A travers la nuit des siècles, éclairée par la lueur des prophéties,
l’écho de la parole dite à Moïse retentit sur tous les sommets. Et,
partout, partout n’oublions pas de le remarquer toujours, c’est la
question de vie ou de mort qui est posée.

                   *       *       *       *       *

Bienheureux, dit Isaïe, l’homme qui fait cela et le fils de l’homme qui
sauvera ceci: Gardant le sabbat pour ne pas le violer, gardant ses mains
pour ne pas faire le mal[6].

  [6] Rom. XII, 20.

                   *       *       *       *       *

Ceux qui auront gardé mon sabbat et cherché ma volonté et observé mon
alliance, je leur donnerai place dans ma maison: Je leur donnerai un nom
éternel qui ne périra pas[7].

  [7] Is. LVI, 4, 5.

«Et la moisson sortira de la moisson et le sabbat du sabbat.

«Toute chair viendra pour adorer devant ma face, dit le Seigneur.

«Et ils sortiront, et ils verront les cadavres de ceux qui ont attenté
contre moi. Et leur ver ne mourra pas, et leur feu ne s’éteindra pas, et
ils seront offerts à toute créature pour rassasier ses yeux[8].»

  [8] Is., LXVI, 23, 24.

                   *       *       *       *       *

Et Jérémie:

«Voici ce que dit le Seigneur: «Gardez vos âmes, et ne portez pas de
fardeaux le jour du sabbat.»

«Si vous ne m’écoutez pas, si vous ne sanctifiez pas le sabbat, si vous
portez ce jour vos fardeaux......... Je mettrai le feu dans vos murs, et
il dévorera les maisons de Jérusalem, et vous ne pourrez pas
l’éteindre[9].»

######

**Consigne A**
Mettez à jour les enregistrements depuis la ligne contenant « Pick out every instance of the leaning » jusqu’à leur fin, ces deux limites comprises, en remplaçant « instance » par « occurrence ». Reproduisez ces lignes sans aucune autre modification.
Le texte et les enregistrements n’ont aucun lien entre eux.

**Données fournies**
######

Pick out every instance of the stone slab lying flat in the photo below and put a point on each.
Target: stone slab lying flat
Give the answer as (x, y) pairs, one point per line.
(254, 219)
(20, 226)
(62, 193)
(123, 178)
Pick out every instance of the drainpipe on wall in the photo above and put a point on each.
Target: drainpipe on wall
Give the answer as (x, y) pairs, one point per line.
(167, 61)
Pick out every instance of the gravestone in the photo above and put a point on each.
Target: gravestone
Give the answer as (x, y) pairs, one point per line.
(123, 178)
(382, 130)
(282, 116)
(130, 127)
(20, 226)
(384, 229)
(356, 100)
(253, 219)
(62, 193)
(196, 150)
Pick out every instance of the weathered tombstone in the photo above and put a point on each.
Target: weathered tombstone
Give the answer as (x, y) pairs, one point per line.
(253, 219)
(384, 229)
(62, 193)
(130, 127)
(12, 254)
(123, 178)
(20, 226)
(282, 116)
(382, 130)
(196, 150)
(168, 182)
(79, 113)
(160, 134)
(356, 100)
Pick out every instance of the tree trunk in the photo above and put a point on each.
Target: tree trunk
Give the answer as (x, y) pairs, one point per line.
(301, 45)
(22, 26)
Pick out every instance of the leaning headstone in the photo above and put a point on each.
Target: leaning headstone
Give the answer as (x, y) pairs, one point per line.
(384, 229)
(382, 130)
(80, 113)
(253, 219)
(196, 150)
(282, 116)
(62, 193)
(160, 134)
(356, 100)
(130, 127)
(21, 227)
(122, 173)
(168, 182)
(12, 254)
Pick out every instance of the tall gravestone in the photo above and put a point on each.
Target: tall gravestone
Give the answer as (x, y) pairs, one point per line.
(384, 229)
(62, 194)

######

**Consigne B**
Citez intégralement le texte sur le sabbat, sans y changer quoi que ce soit.

**Réponse attendue A**
Pick out every occurrence of the leaning headstone in the photo above and put a point on each.
Target: leaning headstone
Give the answer as (x, y) pairs, one point per line.
(384, 229)
(382, 130)
(80, 113)
(253, 219)
(196, 150)
(282, 116)
(62, 193)
(160, 134)
(356, 100)
(130, 127)
(21, 227)
(122, 173)
(168, 182)
(12, 254)
Pick out every occurrence of the tall gravestone in the photo above and put a point on each.
Target: tall gravestone
Give the answer as (x, y) pairs, one point per line.
(384, 229)
(62, 194)

**Réponse attendue B**
A travers la nuit des siècles, éclairée par la lueur des prophéties,
l’écho de la parole dite à Moïse retentit sur tous les sommets. Et,
partout, partout n’oublions pas de le remarquer toujours, c’est la
question de vie ou de mort qui est posée.

                   *       *       *       *       *

Bienheureux, dit Isaïe, l’homme qui fait cela et le fils de l’homme qui
sauvera ceci: Gardant le sabbat pour ne pas le violer, gardant ses mains
pour ne pas faire le mal[6].

  [6] Rom. XII, 20.

                   *       *       *       *       *

Ceux qui auront gardé mon sabbat et cherché ma volonté et observé mon
alliance, je leur donnerai place dans ma maison: Je leur donnerai un nom
éternel qui ne périra pas[7].

  [7] Is. LVI, 4, 5.

«Et la moisson sortira de la moisson et le sabbat du sabbat.

«Toute chair viendra pour adorer devant ma face, dit le Seigneur.

«Et ils sortiront, et ils verront les cadavres de ceux qui ont attenté
contre moi. Et leur ver ne mourra pas, et leur feu ne s’éteindra pas, et
ils seront offerts à toute créature pour rassasier ses yeux[8].»

  [8] Is., LXVI, 23, 24.

                   *       *       *       *       *

Et Jérémie:

«Voici ce que dit le Seigneur: «Gardez vos âmes, et ne portez pas de
fardeaux le jour du sabbat.»

«Si vous ne m’écoutez pas, si vous ne sanctifiez pas le sabbat, si vous
portez ce jour vos fardeaux......... Je mettrai le feu dans vos murs, et
il dévorera les maisons de Jérusalem, et vous ne pourrez pas
l’éteindre[9].»